__Exercise__:
Write the next part of the news article on DDT exposure and breast cancer risk, picking up after its final sentence.

__Source extract__:
---
DDT Exposure Tied to Breast Cancer Risk for All Women Through Age 54
Six-decade-long study finds 40-year induction period between time of exposure and diagnosis
All women exposed to high levels of DDT are at increased risk for breast cancer through age 54, but the timing of cancer risk depends on when they were first exposed, according to a new study published in the Journal of the National Cancer Institute. Women exposed before 14 years of age, particularly in infancy and early childhood, were most likely to develop premenopausal breast cancer, while those who were exposed after infancy were at increased risk of developing cancer later, at 50-54 years of age.
“Even though there have been many studies of the environment and breast cancer, only a very small fraction has actually measured environmental exposures during windows of susceptibility, in this case in early infancy and prior to menarche,” said study author Mary Beth Terry PhD, professor of Epidemiology and Environmental Health Sciences at Columbia University Mailman School of Public Health and the Herbert Irving Comprehensive Cancer Center. “The studies that have measured environmental exposures during windows of susceptibility, like our study, are much more consistent in supporting a positive association with breast cancer risk.”
Many women and girls in the U.S. were exposed to DDT in the middle of the 20th Century when the pesticide was widely used—the youngest of whom are just reaching the age of heightened breast cancer risk. DDT was banned by many countries in the 1970s, but it remains widespread in the environment, and it continues to be used to fight malaria in Africa and Asia.
The researchers found that:
• A woman’s first exposure to p,p’-DDT was associated with the timing of her breast cancer diagnosis, which occurred approximately 40 years later.
• A doubling of DDT was associated with an almost three-fold increased risk of postmenopausal breast cancer (at age 50-54) for women first exposed after infancy.
• Women at increased risk for premenopausal breast cancer (before age 50) were first exposed to DDT during in utero and infancy through puberty, but not after the age of 14; the highest risk was associated with first exposure before age 3.
• DDT exposure during childhood and puberty (ages 3-13) was a risk factor for both early (before age 50) and later breast cancer (age 50-54).
• Women who were first exposed after age 14 only had an increased risk of breast cancer after menopause (age 50-54). These women were not at increased risk for breast cancer before the age of 50.
---
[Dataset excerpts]
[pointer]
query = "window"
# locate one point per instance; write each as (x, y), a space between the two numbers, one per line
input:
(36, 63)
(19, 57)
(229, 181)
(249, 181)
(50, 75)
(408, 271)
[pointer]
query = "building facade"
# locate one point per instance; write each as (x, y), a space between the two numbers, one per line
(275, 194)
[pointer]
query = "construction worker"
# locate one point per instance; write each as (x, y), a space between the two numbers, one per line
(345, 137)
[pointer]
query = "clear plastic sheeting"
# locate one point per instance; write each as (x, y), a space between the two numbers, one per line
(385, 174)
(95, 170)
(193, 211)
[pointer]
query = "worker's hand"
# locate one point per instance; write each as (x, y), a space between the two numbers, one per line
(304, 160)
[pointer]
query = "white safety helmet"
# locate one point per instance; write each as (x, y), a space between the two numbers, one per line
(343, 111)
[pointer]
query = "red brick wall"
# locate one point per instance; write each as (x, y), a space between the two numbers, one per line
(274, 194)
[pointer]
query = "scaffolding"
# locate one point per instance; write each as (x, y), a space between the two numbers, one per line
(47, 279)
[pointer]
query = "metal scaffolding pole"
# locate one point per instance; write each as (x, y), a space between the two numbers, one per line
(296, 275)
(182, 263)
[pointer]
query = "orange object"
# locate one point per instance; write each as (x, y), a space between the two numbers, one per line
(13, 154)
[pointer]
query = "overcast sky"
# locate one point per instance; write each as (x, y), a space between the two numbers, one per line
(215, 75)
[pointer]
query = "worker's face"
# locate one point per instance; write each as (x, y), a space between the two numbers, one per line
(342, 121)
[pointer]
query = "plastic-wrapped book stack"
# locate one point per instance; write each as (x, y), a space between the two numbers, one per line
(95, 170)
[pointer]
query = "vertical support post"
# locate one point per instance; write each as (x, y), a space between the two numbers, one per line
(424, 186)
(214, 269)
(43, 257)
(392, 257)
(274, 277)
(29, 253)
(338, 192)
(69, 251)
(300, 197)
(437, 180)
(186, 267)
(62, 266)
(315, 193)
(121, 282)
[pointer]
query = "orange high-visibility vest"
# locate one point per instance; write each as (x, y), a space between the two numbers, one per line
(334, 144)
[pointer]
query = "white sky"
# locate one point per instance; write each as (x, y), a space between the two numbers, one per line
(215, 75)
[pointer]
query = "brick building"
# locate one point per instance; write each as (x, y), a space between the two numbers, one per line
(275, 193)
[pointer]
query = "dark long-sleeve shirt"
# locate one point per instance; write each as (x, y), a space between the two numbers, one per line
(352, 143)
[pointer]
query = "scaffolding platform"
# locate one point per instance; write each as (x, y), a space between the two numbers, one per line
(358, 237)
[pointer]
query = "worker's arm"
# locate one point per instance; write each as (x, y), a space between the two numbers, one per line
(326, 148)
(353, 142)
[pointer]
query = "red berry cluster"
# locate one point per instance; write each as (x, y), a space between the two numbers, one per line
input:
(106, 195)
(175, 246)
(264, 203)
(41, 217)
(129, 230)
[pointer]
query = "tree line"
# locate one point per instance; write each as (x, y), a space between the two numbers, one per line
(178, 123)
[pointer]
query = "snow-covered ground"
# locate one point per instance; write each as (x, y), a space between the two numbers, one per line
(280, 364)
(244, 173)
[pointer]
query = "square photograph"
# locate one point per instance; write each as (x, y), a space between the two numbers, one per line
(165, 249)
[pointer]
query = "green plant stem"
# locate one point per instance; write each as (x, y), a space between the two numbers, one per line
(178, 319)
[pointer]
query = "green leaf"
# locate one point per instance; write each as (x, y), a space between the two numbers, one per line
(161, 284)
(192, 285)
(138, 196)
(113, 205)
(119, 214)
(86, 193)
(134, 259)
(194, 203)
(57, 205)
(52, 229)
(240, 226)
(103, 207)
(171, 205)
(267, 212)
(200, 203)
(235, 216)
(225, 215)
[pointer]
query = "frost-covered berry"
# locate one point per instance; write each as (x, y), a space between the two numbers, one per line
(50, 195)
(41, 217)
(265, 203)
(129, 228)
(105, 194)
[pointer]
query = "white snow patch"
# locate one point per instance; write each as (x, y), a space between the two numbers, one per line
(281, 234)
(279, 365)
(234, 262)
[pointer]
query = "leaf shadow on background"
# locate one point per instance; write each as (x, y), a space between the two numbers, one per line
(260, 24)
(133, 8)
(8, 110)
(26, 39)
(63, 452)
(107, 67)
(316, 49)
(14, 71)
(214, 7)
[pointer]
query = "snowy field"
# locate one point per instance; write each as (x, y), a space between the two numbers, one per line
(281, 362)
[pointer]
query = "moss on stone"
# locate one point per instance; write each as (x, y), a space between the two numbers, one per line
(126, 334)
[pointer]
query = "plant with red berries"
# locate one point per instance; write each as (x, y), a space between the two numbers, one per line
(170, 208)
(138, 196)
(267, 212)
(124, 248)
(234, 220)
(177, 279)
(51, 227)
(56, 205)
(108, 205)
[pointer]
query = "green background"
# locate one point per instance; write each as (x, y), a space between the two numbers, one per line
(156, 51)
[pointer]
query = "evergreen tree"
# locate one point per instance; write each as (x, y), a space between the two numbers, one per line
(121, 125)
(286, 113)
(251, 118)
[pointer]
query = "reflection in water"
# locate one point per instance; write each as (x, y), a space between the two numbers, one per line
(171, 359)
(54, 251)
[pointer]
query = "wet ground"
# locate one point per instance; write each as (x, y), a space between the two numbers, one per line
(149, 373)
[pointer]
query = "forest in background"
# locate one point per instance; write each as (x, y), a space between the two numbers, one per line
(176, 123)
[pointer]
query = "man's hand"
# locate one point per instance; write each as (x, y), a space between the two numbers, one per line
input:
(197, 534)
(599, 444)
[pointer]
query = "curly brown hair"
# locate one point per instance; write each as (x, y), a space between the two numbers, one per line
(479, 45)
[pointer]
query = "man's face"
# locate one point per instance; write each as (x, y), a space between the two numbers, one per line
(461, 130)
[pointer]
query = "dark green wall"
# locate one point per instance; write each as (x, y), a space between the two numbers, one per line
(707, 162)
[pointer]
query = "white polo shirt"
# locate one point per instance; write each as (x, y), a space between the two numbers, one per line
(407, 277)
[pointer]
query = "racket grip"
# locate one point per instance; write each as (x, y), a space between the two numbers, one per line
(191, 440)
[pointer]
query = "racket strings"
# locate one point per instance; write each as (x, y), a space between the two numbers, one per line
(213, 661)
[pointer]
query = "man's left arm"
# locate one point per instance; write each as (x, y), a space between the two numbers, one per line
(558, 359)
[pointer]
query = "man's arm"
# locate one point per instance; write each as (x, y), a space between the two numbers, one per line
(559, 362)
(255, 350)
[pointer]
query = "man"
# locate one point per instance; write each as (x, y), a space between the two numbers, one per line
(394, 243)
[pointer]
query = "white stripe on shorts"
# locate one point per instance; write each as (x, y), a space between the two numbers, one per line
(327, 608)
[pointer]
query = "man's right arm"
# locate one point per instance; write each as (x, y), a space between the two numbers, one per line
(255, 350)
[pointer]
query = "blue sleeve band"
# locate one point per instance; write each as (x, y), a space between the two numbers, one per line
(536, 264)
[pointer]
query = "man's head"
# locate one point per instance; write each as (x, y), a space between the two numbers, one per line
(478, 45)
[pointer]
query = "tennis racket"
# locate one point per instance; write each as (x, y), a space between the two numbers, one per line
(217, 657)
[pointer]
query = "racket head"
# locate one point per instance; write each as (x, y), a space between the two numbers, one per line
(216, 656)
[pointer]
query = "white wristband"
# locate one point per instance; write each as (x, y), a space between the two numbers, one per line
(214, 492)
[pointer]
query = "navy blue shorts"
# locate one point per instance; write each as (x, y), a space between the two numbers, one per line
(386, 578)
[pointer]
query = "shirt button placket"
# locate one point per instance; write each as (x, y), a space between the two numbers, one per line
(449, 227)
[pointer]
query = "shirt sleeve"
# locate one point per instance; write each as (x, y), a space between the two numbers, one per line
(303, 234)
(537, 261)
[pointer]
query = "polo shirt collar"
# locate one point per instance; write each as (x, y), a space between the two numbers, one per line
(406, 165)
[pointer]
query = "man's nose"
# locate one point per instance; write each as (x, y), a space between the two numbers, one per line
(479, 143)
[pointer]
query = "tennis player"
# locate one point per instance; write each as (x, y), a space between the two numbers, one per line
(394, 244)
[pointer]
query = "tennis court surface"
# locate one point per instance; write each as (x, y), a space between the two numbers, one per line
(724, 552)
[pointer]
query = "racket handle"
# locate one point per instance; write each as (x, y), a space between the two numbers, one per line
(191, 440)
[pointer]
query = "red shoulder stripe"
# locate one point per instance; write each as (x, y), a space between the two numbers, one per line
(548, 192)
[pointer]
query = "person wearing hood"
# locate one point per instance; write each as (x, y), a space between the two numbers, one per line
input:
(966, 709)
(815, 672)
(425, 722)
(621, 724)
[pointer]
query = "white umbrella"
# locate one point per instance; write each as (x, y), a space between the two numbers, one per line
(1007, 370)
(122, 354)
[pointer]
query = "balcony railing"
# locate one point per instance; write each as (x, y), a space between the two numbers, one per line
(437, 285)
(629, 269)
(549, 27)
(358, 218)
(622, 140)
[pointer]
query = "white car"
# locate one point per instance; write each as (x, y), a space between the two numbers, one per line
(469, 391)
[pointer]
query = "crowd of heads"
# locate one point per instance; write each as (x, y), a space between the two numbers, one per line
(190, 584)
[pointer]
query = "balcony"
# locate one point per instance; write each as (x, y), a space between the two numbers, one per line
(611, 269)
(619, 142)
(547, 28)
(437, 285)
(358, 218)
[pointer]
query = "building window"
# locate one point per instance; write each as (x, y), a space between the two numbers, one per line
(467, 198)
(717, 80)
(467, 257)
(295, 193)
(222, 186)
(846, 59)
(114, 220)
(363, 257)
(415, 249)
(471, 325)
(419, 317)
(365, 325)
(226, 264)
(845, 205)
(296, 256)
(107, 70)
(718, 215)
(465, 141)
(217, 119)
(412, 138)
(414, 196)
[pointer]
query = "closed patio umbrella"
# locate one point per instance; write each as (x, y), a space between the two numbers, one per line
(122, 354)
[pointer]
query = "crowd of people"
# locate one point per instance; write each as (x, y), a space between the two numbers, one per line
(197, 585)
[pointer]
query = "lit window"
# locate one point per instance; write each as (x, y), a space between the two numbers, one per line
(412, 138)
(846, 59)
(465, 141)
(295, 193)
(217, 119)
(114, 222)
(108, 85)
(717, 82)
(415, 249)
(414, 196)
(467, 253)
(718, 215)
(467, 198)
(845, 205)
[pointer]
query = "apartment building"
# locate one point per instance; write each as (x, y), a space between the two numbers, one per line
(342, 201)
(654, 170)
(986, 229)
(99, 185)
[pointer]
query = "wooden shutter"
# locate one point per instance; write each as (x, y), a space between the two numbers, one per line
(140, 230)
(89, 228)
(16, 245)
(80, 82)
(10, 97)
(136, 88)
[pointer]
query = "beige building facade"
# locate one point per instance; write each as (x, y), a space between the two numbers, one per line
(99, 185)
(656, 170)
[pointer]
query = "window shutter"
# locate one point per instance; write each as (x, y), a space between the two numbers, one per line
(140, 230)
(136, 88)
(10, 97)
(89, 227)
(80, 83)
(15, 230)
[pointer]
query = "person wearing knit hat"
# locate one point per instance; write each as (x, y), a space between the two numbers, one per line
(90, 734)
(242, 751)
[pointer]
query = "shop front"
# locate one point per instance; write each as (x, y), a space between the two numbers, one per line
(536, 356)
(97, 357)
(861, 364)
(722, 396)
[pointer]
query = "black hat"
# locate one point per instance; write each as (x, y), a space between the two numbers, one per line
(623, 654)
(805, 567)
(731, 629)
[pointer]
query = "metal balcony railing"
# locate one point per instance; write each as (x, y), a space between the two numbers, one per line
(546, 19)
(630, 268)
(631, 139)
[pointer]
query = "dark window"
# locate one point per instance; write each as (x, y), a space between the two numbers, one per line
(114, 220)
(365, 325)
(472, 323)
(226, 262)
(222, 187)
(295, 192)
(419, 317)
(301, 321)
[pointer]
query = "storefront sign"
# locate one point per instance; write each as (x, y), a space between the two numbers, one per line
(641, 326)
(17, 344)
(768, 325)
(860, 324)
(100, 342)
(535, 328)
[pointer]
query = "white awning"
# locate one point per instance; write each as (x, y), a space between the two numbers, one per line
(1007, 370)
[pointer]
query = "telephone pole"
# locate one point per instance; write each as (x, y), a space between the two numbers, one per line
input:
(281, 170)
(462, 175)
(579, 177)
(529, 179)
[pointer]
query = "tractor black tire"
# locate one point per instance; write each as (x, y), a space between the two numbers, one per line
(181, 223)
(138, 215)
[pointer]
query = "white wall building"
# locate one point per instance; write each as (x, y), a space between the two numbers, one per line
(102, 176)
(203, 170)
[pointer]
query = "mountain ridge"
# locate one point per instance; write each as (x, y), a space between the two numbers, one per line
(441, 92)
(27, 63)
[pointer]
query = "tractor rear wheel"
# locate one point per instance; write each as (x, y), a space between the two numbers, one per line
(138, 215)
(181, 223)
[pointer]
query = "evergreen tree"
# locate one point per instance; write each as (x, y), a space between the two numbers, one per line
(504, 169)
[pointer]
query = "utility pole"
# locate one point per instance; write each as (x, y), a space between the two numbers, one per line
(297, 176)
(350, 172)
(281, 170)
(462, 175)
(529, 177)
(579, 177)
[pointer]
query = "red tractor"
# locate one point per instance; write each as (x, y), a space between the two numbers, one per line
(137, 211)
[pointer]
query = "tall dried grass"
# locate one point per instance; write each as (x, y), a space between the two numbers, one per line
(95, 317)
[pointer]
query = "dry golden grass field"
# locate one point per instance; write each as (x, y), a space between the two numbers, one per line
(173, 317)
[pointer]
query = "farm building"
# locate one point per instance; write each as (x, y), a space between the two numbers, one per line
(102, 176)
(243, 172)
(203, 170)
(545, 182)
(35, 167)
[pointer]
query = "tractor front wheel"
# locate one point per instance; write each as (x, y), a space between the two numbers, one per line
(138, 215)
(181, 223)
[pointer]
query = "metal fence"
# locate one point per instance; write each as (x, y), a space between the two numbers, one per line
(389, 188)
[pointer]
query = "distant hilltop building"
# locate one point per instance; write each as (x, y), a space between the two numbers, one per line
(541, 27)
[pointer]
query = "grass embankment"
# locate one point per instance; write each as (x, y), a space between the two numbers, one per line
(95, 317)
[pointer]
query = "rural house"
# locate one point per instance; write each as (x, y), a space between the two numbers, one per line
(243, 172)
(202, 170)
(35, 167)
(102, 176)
---
__Written response__:
“What we have learned is that timing really matters. We know that if harmful exposures occur at times when breast tissue is rapidly changing, such as during puberty, they impact breast development in ways that can later result in cancer,” said lead author Barbara A. Cohn, PhD, of the Public Health Institute’s Child Health and Development Studies. “The research published today suggests that DDT affects breast cancer as an endocrine disruptor, that the period of time between first exposure and cancer risk seems to be around 40 years—and that other endocrine disrupting chemicals could potentially simulate this kind of risk pattern.”
A 2007 study of maternal breast cancer by the Public Health Institute’s Child Health and Development Studies (CHDS) examined exposure windows but only looked at cancer diagnoses before the age of 50. This prospective case-control study expanded the outcome window to also look at cases diagnosed between ages 50-54, when most women have recently completed menopause.
This study followed 15,528 women who have participated in CHDS for nearly six decades, tracking age at first DDT exposure, DDT levels during pregnancy, and age when breast cancer was diagnosed. To determine levels of DDT exposure, the researchers analyzed stored blood samples that had been collected from 1959 to 1967 during pregnancy at each trimester and in early postpartum. Researchers used state records to identify 153 cases of breast cancer diagnosed from 1970 to 2010 in women age 50-54. They then matched each of these cases with highly comparable control women who did not develop cancer. The earlier 2007 study used the same methods, matching 129 breast cancer cases diagnosed from 1962 to 1994 in women through age 50 to comparable controls who had not developed cancer.
“As you travel through life, your periods of risk change,” said Cohn. “Considering the patterns we observed, working backward to determine when a woman first came into contact with the chemical could help inform early detection and treatment of DDT-associated breast cancer.”
The research was supported with funding from the California Breast Cancer Research Program, the National Institute of Environmental Health Sciences, and the National Cancer Institute (grant ES019471).